*ACTIVITY*. Down to the last line, reproduce the data that follows, but skip the pictures.

-- Opening Marker --

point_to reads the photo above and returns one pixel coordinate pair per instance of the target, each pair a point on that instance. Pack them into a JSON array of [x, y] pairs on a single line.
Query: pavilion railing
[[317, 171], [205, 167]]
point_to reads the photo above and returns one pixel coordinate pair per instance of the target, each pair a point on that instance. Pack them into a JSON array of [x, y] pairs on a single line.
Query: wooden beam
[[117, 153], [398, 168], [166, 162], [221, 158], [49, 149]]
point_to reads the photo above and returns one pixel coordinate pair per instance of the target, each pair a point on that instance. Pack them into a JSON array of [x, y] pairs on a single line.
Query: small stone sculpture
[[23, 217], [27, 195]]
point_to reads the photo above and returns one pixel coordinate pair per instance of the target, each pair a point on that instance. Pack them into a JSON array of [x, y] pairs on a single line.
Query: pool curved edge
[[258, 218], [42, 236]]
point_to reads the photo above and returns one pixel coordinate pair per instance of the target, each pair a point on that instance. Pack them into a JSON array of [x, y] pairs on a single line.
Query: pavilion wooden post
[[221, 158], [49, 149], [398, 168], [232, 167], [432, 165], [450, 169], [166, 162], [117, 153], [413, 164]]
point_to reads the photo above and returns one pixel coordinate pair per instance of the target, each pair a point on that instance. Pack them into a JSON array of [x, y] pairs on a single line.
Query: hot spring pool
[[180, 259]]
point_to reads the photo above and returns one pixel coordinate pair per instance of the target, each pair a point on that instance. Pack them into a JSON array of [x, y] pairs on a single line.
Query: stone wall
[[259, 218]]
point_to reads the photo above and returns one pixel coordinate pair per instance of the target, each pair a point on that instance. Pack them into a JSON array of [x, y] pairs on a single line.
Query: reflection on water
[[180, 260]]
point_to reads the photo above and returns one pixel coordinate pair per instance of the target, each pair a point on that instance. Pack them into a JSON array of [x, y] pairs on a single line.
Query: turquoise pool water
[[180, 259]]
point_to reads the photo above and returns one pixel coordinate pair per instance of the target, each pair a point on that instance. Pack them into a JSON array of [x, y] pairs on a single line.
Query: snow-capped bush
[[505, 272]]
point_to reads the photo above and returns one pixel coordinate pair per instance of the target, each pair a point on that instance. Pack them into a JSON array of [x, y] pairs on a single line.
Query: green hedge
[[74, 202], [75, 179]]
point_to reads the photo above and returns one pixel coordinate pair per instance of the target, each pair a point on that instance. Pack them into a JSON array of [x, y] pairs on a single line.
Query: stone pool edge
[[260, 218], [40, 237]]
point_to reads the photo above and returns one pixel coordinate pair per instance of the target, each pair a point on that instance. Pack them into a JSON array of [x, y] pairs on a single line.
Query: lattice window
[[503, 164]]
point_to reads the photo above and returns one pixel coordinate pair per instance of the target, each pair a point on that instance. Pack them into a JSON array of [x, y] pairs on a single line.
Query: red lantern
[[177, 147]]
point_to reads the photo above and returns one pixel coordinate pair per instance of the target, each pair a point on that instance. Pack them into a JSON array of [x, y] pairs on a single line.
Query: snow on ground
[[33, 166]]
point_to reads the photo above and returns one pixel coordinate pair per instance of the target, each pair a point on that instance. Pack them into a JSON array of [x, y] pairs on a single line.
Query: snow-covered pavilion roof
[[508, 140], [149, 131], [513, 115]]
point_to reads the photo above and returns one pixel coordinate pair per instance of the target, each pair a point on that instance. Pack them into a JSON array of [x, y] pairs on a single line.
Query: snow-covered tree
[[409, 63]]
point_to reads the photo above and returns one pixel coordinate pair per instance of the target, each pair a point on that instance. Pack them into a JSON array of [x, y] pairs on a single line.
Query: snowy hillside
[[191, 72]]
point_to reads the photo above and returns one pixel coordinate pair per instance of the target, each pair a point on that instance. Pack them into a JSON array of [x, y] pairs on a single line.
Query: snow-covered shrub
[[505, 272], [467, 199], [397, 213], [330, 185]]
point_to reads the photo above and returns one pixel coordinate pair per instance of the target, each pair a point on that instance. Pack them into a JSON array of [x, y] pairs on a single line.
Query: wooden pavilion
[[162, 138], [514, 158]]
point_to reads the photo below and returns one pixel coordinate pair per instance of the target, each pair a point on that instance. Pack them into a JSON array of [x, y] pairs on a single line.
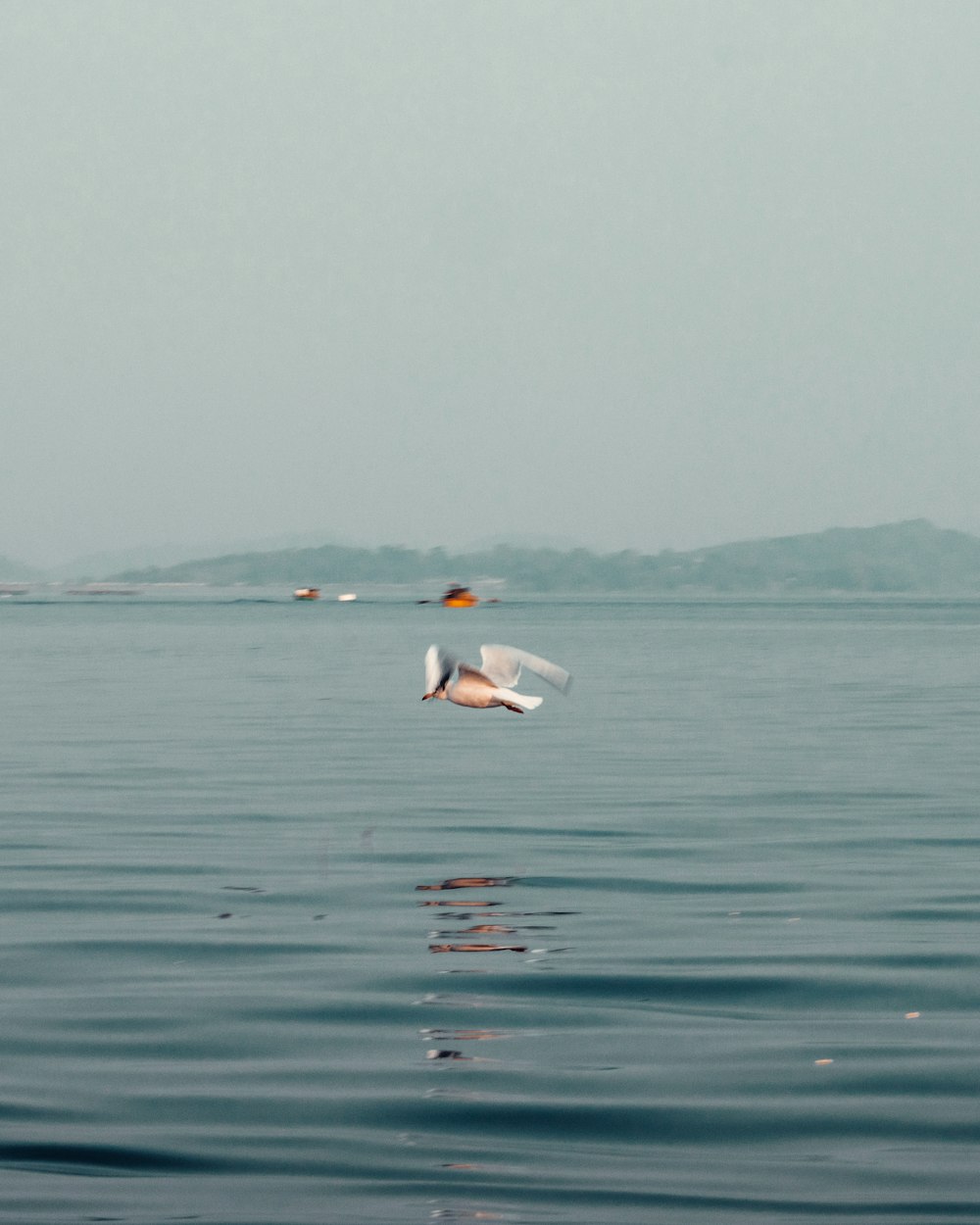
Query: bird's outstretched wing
[[439, 667], [504, 664]]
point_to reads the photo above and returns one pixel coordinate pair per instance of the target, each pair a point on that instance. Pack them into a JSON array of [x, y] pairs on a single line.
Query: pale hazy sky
[[637, 274]]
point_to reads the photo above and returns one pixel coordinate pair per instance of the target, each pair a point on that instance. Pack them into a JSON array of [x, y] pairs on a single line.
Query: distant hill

-- Closing Marker --

*EXERCISE OUTPUT*.
point_to reads the photo above and returns one pixel coordinate pair per instance of the target, each pair a point on that instance. Pack them into a JSON array of [x, y] pairs on a single line.
Query: pavilion railing
[[317, 171], [205, 167]]
point_to reads the photo above and returns one pixel coordinate pair per instance of the target, each pair a point on that instance. Pack them into a JSON array of [x, y] pairs on a single line.
Query: wooden beam
[[117, 153], [398, 168], [166, 162], [221, 158], [49, 149]]
point_to reads the photo above and returns one pixel coordinate pair per instance of the target, each pair a point on that instance. Pack them into a JSON array of [x, y] pairs on a single line.
Query: small stone sculpture
[[23, 217], [27, 195]]
point_to reads the photo above and returns one pixel coordinate pair per instance of the target, each pair a point on that instance. Pack them into a JSON array of [x, y] pairs on a single line.
Query: pool curved edge
[[258, 218], [42, 236]]
point_to reads the photo above and returns one pixel coordinate pair per instance of the target, each pair a point on that instance. Pack them into a JSON array of [x, y] pairs on a single line.
Query: pavilion wooden post
[[221, 158], [49, 149], [398, 168], [232, 167], [432, 165], [450, 169], [166, 162], [117, 153], [413, 164]]
point_to reads the photo above and returns one pixel coordinate pair per instance of the target, each pair a point on that instance. Pack them into a JSON array of [x, y] pairs on a single line.
Query: hot spring pool
[[180, 259]]
point_to reads the photo above and returns one pixel coordinate pair per instance of the target, each pair a point on that instance. Pack them into a JSON array of [x, y] pairs on a single line.
Query: stone wall
[[259, 218]]
point_to reads the photo above and returns one pixel coordinate pair per instance of the target, each pair a point on that instance. Pack them into a JSON array of [x, y] pairs on a single line.
Query: reflection on water
[[180, 260]]
point_to reads the photo above and returns one pixel coordinate pair per instance of the target, each pair a point on that instance. Pack them into a JSON array of [x, y] pairs on a single line.
Query: turquoise pool water
[[180, 259]]
point_to reads the photo above and returns one pixel coordinate pair per instance of the target, each pair a point on that instance. Pack them into a JSON array of [x, y] pairs on a single line.
Query: snow-capped bush
[[505, 272]]
point_to reads the photo above and returns one pixel coordinate pair per instance of the target, each pair a point on that instance. Pack them into a JSON array of [x, y] pairs on a single line.
Query: green hedge
[[74, 202], [75, 179]]
point_to reads the photo above and returns one pixel coordinate pair per instance of the target, each pair a point on that instance. Pack them into a JSON array of [x, y] pairs on a single line.
Query: stone pool edge
[[260, 218], [40, 237]]
point_to reads the photo above and returns one pixel coordinate pair per instance of the target, each pair a point on that instance. Pack them into a JSON array of [x, y] pairs on a single line.
Query: lattice window
[[503, 164]]
point_to reads the photo above and returns one pixel coordinate pair per instance of the target, each pair a point on that instance. Pack them into a JSON array of [x, y] pairs on a single line.
Query: red lantern
[[177, 147]]
point_to reads the photo above and returns one pixel coordinate pair per instance of the target, each pair a point on that instance. Pack them into a JSON array of [x, y] pairs on a single line.
Query: snow on ground
[[33, 166]]
point_to reads the photo above and returns one pixel coordinate pair per instance of the target, each pair a point on that instance. Pack them into a JSON array of [x, y] pairs on a single line.
Query: snow-covered pavilion roof
[[508, 140], [149, 131], [513, 115]]
point_to reads the photo above and returns one pixel coordinate pair per instance of the target, each pair a point on that instance. Pack them into a JSON array of [x, y] pairs on a single line.
Query: snow-covered tree
[[409, 63]]
point_to reads the photo above and returns one pixel coordinate pair per instance of the target, each pair a point on that instance. Pack them into a JSON array of [x, y] pairs on a single line.
Query: snowy hillside
[[191, 72]]
point_to reads the photo above and returns one pixel coordinate pair per instance of the target, each pair a point on that instance. Pack them into a JSON array of [x, y] pairs on a single line.
Query: snow-covered shrub
[[505, 272], [467, 199], [397, 213], [330, 185]]
point_to reads the photo above and returns one pixel coordinate pair per instance of the target, each pair a point on that instance. Pack them into a JSON array of [x, y] pairs on a single line.
Query: wooden pavilion
[[162, 138], [514, 158]]
point_to reads the photo below and returns one pixel coordinate pair per instance of the target, each pair a point on that instance. Pack them into a JSON array of [x, y] pairs on a single line.
Query: bird's outstretched wing
[[439, 667], [504, 664]]
point_to reads the photo above and returns one pixel coordinate pair per instance of the target, each pair a point on that instance. Pack them into a JSON array of [x, y] pairs on a single line.
Query: pale hazy sky
[[637, 274]]
point_to reads the photo above and returns one pixel coordinate pair per instance of the target, each pair a point on that instance. Pack them into a JSON array of [x, y] pairs on a single line.
Query: distant hill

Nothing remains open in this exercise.